Dataset entries:
-- begin --
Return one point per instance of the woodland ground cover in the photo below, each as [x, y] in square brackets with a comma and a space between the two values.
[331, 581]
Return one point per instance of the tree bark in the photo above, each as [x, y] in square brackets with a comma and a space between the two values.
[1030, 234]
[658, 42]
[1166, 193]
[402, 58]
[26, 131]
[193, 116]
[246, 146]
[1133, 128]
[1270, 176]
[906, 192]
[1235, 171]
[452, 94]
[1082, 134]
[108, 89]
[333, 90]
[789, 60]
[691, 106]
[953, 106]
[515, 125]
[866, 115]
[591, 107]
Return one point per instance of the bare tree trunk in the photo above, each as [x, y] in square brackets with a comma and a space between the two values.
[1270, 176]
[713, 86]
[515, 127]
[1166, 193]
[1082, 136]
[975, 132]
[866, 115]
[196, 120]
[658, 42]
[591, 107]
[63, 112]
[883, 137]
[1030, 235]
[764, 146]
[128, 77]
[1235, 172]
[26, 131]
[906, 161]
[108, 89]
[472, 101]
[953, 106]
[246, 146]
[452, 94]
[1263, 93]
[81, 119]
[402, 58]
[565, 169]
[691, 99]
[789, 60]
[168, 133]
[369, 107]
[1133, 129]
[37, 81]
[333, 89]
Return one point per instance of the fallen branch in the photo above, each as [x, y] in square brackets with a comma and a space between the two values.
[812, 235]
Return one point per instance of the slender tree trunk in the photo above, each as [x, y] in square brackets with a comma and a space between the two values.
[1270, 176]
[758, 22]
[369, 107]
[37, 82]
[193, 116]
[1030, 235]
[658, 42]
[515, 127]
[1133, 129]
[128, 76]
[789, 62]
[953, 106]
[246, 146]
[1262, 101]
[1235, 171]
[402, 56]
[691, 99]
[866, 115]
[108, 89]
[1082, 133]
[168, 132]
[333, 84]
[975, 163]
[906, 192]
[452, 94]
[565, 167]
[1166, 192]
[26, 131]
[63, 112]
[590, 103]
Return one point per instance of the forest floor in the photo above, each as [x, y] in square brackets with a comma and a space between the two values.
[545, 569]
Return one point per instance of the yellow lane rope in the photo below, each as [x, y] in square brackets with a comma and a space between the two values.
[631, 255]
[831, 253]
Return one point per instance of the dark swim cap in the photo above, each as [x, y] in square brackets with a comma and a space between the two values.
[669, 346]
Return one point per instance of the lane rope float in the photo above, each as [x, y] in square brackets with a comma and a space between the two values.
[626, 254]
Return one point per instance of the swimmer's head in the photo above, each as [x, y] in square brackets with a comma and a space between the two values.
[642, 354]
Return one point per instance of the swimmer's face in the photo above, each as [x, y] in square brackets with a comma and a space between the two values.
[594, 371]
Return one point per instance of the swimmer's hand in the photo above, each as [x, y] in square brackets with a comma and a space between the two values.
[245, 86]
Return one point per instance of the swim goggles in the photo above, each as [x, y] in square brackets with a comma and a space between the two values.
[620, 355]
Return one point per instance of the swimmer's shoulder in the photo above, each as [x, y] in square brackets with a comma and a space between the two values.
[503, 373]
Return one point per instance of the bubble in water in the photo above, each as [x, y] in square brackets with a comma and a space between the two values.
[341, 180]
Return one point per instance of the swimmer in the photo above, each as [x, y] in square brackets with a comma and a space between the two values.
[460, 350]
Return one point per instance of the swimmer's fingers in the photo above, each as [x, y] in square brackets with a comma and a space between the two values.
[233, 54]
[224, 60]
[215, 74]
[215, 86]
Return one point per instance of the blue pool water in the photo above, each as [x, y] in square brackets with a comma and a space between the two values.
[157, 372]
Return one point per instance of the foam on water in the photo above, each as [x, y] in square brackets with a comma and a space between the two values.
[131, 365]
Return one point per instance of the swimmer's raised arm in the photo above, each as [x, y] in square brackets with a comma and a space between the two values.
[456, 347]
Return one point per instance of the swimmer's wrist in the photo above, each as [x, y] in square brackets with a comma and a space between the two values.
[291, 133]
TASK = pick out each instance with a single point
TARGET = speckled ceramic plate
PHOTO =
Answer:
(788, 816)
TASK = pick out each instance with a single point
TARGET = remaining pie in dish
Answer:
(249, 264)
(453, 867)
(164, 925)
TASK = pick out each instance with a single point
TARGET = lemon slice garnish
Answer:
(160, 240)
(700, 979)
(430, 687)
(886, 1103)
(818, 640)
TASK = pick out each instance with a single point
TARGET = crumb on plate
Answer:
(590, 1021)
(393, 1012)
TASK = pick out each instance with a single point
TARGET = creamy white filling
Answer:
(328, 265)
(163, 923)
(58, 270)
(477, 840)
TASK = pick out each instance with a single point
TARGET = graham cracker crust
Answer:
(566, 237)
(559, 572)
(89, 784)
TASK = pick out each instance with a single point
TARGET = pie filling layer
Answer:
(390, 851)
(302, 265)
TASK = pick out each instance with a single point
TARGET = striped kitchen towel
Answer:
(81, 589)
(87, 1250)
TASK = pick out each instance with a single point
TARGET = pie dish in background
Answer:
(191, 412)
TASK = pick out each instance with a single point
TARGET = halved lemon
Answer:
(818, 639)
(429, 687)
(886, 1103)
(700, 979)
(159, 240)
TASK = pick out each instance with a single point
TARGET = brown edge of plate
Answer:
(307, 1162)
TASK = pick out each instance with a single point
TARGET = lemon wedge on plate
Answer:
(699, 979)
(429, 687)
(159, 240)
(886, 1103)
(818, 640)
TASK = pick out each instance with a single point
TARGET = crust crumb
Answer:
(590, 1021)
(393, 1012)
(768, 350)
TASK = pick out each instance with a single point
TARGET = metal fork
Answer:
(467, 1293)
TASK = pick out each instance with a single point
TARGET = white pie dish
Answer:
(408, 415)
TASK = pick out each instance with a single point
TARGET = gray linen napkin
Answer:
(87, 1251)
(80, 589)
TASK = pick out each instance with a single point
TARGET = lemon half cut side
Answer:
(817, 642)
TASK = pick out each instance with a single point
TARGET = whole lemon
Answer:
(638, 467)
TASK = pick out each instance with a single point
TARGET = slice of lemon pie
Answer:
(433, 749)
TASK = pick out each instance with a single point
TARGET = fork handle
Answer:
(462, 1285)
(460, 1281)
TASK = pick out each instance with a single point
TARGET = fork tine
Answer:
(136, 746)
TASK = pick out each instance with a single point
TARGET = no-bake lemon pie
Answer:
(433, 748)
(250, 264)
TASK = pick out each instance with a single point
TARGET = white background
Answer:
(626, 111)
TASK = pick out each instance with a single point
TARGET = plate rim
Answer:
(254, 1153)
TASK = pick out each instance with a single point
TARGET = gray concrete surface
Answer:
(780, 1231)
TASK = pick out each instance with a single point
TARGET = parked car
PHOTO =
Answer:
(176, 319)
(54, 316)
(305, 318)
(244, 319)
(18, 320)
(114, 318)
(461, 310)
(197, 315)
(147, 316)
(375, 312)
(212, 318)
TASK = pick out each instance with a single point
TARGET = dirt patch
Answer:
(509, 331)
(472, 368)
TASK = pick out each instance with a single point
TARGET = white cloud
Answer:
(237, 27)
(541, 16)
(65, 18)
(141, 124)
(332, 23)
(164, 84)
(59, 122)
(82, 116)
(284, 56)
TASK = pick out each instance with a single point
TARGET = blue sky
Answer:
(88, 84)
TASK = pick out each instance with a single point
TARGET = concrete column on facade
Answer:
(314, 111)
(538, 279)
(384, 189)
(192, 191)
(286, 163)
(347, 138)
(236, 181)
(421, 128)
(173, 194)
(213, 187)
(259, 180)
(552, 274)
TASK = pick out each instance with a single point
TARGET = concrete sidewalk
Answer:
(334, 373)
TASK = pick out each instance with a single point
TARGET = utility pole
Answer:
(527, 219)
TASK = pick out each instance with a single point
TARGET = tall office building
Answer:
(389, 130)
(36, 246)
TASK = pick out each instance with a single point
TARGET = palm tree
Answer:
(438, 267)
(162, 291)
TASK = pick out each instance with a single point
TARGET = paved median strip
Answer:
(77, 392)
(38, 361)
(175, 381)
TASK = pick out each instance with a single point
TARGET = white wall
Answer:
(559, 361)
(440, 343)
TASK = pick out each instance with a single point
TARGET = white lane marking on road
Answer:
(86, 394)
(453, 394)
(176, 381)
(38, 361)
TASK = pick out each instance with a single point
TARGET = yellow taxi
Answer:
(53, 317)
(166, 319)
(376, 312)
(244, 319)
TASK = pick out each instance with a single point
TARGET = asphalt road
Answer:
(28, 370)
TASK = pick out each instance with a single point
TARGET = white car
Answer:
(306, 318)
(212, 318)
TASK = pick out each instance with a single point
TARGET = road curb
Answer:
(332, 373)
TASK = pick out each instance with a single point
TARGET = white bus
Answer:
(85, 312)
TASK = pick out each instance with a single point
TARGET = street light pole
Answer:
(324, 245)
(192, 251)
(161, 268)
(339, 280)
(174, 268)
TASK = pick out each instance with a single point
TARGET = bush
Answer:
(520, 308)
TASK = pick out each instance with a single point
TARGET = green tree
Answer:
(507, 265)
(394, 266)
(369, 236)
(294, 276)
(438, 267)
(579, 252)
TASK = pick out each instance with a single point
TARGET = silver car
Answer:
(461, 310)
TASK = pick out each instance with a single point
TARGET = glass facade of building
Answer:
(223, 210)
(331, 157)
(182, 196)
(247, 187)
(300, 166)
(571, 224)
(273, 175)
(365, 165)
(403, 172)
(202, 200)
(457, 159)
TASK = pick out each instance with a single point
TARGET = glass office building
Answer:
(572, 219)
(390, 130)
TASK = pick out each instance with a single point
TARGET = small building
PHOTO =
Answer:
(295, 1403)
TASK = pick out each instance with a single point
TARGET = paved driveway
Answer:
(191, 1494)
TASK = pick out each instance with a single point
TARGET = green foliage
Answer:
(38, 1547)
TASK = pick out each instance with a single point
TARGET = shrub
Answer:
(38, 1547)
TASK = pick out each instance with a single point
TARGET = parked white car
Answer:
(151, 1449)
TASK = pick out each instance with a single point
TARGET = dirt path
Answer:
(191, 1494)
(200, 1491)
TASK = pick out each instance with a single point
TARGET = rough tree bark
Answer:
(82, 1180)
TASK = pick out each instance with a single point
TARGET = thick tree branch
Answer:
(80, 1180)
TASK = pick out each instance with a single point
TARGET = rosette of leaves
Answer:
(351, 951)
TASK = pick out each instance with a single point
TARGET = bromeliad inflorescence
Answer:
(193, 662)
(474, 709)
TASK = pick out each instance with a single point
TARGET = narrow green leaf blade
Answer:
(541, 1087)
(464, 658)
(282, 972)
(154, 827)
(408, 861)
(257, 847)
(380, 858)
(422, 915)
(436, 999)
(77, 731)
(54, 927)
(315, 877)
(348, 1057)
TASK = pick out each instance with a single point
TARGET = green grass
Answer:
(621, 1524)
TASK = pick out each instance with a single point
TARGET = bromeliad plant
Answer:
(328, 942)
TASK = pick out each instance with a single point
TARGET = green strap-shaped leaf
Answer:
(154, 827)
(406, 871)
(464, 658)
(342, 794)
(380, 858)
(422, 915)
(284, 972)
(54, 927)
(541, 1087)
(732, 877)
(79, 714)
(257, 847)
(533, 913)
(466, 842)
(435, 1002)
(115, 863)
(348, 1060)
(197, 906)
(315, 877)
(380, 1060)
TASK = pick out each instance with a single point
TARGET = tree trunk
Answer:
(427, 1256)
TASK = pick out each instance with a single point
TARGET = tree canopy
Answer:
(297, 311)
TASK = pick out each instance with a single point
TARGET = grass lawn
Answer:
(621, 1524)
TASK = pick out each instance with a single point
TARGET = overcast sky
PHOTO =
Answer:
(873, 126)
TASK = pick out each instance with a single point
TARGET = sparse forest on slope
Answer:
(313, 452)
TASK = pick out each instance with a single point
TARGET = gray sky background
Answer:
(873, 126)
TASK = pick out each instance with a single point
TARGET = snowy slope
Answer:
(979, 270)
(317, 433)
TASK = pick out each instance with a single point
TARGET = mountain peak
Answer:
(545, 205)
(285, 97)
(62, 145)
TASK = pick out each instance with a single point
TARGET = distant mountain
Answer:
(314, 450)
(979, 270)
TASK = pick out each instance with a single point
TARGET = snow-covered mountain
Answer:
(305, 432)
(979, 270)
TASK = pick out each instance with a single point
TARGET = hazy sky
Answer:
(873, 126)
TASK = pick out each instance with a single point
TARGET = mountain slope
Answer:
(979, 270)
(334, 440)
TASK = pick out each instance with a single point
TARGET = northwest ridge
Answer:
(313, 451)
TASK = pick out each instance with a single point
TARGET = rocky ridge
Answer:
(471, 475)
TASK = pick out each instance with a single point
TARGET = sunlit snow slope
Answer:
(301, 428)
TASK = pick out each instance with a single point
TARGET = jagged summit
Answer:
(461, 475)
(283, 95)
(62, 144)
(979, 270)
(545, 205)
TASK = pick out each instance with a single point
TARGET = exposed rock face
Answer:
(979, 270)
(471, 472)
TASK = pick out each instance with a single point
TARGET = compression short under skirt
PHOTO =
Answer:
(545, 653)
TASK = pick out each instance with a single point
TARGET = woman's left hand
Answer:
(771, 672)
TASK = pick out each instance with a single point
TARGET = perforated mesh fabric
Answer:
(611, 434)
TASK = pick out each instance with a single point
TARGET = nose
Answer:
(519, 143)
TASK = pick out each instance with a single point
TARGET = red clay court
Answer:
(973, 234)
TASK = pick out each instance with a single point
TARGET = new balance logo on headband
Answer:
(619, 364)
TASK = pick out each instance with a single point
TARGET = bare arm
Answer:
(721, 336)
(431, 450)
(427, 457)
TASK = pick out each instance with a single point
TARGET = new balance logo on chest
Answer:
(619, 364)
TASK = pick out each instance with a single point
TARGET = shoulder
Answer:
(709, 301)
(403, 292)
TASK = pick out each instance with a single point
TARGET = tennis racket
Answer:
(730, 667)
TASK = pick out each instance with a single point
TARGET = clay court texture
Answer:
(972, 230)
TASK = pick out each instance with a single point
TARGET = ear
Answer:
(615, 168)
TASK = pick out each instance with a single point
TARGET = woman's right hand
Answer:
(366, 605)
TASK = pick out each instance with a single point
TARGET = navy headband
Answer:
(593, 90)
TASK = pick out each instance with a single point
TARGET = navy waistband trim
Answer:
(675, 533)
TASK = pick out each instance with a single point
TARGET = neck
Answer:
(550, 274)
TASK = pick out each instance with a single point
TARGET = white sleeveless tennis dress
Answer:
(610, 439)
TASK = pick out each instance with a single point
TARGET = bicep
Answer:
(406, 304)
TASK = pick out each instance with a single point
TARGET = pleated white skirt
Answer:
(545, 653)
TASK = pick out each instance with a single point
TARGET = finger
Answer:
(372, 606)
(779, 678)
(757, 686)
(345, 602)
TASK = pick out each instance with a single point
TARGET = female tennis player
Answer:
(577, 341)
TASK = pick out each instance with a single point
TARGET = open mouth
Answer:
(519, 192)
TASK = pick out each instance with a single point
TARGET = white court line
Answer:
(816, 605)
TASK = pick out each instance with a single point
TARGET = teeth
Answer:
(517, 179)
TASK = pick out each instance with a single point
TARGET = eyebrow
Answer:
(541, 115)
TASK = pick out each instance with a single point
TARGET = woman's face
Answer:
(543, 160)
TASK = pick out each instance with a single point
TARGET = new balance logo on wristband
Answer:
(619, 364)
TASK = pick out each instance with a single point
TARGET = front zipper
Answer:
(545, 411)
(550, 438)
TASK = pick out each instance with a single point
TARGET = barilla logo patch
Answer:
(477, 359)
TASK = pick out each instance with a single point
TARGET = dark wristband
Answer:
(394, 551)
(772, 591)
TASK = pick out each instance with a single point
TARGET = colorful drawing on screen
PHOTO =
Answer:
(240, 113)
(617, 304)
-- end --
Count how many lines in the data above include the word "skirt". Reply with the number only.

2